■ WHAT YOU HAVE TO DO: Retype every entry exactly, character for character.

* * * * * * * * *

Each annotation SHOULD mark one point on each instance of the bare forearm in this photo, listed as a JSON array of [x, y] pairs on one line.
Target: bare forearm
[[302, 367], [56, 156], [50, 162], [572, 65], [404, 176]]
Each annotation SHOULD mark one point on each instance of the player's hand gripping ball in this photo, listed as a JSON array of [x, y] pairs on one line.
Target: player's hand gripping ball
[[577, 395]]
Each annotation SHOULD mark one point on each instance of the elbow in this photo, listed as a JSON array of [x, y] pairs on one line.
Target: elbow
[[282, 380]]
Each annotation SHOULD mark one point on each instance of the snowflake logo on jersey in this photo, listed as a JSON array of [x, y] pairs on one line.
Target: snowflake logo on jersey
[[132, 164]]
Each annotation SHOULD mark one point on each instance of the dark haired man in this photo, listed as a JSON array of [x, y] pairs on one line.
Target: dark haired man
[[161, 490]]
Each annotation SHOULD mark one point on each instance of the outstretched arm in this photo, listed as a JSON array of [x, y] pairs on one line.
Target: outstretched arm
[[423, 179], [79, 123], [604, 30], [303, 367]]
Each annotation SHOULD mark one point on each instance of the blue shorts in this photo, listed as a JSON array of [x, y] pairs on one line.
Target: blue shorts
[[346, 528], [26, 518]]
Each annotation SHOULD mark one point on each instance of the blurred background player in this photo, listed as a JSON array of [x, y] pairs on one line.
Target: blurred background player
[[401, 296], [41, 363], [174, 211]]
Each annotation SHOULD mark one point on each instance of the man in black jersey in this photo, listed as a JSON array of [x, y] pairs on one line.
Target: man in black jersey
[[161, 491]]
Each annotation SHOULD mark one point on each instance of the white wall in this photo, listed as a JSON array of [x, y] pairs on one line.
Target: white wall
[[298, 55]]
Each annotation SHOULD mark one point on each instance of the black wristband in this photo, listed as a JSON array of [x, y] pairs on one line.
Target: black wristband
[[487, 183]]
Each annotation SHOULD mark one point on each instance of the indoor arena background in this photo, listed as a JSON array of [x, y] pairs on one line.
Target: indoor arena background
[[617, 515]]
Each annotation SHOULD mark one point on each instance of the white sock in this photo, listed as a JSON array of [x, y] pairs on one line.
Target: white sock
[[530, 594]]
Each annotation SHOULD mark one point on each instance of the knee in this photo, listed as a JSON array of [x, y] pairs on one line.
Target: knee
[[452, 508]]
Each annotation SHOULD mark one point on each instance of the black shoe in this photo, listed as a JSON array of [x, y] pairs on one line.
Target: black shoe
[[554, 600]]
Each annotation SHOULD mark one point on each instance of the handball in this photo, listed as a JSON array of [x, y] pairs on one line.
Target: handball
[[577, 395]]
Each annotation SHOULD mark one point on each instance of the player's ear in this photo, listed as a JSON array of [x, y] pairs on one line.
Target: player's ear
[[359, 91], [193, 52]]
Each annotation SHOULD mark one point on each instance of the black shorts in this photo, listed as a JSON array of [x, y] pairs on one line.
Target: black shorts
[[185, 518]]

* * * * * * * * *

■ WRITTEN RESPONSE:
Each annotation SHOULD mark one point on each instance of the bare forearm in this photo, listed as a JSON array of [x, y] pairs on one line.
Target: bare forearm
[[302, 367], [56, 156], [50, 162], [572, 65], [404, 176]]
Each annotation SHOULD mark one point on each instance of the player's hand gripping ball in this photo, listed as a JSON array of [x, y] pairs on one line.
Target: player's hand gripping ball
[[577, 395]]
Each annotation SHOULD mark one point on each instance of the elbow in this photo, listed as a JSON array of [x, y] pairs on one line.
Target: elbow
[[282, 380]]
Each annotation SHOULD mark one point on each instance of the snowflake logo on jersey in this photo, listed as a JSON array of [x, y] pairs on one line.
Target: snowflake logo on jersey
[[132, 164]]
Each annotation SHOULD mark one point on each instance of the dark haired man in this photo, listed as a JSON array of [x, y] pairs on one line.
Target: dark haired man
[[161, 490]]
Each annotation SHOULD mark one point on each instance of the outstretched arm in this photo, listed as a JSON array of [x, y] pairs on one line.
Target: outstretched arm
[[423, 179], [79, 123], [604, 30], [303, 367]]
Each annotation SHOULD mark one point on each instance of the blue shorts in this photo, listed as a JSON array of [x, y] pairs on one line.
Target: blue shorts
[[346, 528], [26, 518]]
Each annotation SHOULD mark one point on each instance of the blurred background player in this photo, listed as a JSON array of [x, y] pairs on one line.
Target: blurred background player
[[401, 296], [41, 363], [174, 211]]
Each annotation SHOULD mark one point on each instance of the man in black jersey in this photo, listed as a JSON array of [x, y] pairs on one line.
Target: man in black jersey
[[161, 491]]
Each annotation SHOULD mark one point on each instance of the white wall in this photo, listed as a JSON array of [x, y] pairs on one line.
Target: white wall
[[298, 55]]
Each annotation SHOULD mark one point on each instance of the black wristband in this photo, listed as a JSON array of [x, y] pairs on one line.
Target: black wristband
[[487, 183]]
Each annotation SHOULD mark one point on each instance of the indoor arena background in this photo, listed as a JSON array of [x, y] pairs on one line.
Target: indoor arena background
[[617, 515]]
Each annotation SHOULD mark one point on each instance of the white sock in this photo, listed as a JSON array of [x, y] pairs on one line.
Target: white sock
[[530, 594]]
Each annotation SHOULD mark one point on each instance of the knee in this photo, listed as a JSON array of [x, y] pairs on one line.
Target: knee
[[452, 508]]
Each annotation SHOULD mark one point on each instance of the black shoe in this photo, listed as a JSON array of [x, y] pairs on one line.
Target: black shoe
[[554, 600]]
Each annotation SHOULD mark one point on each instance of the handball in this photo, listed as a JSON array of [x, y] pairs on one line.
Target: handball
[[577, 395]]
Each annotation SHOULD mark one point on each instance of the player's ear in this photo, listed as a JSON array of [x, y] pairs on one line.
Target: player's ear
[[359, 91], [193, 52]]
Each annotation SHOULD mark one point on each instance of the black shorts in this photo, listed as a JSON array of [x, y] pairs on one line.
Target: black shorts
[[185, 518]]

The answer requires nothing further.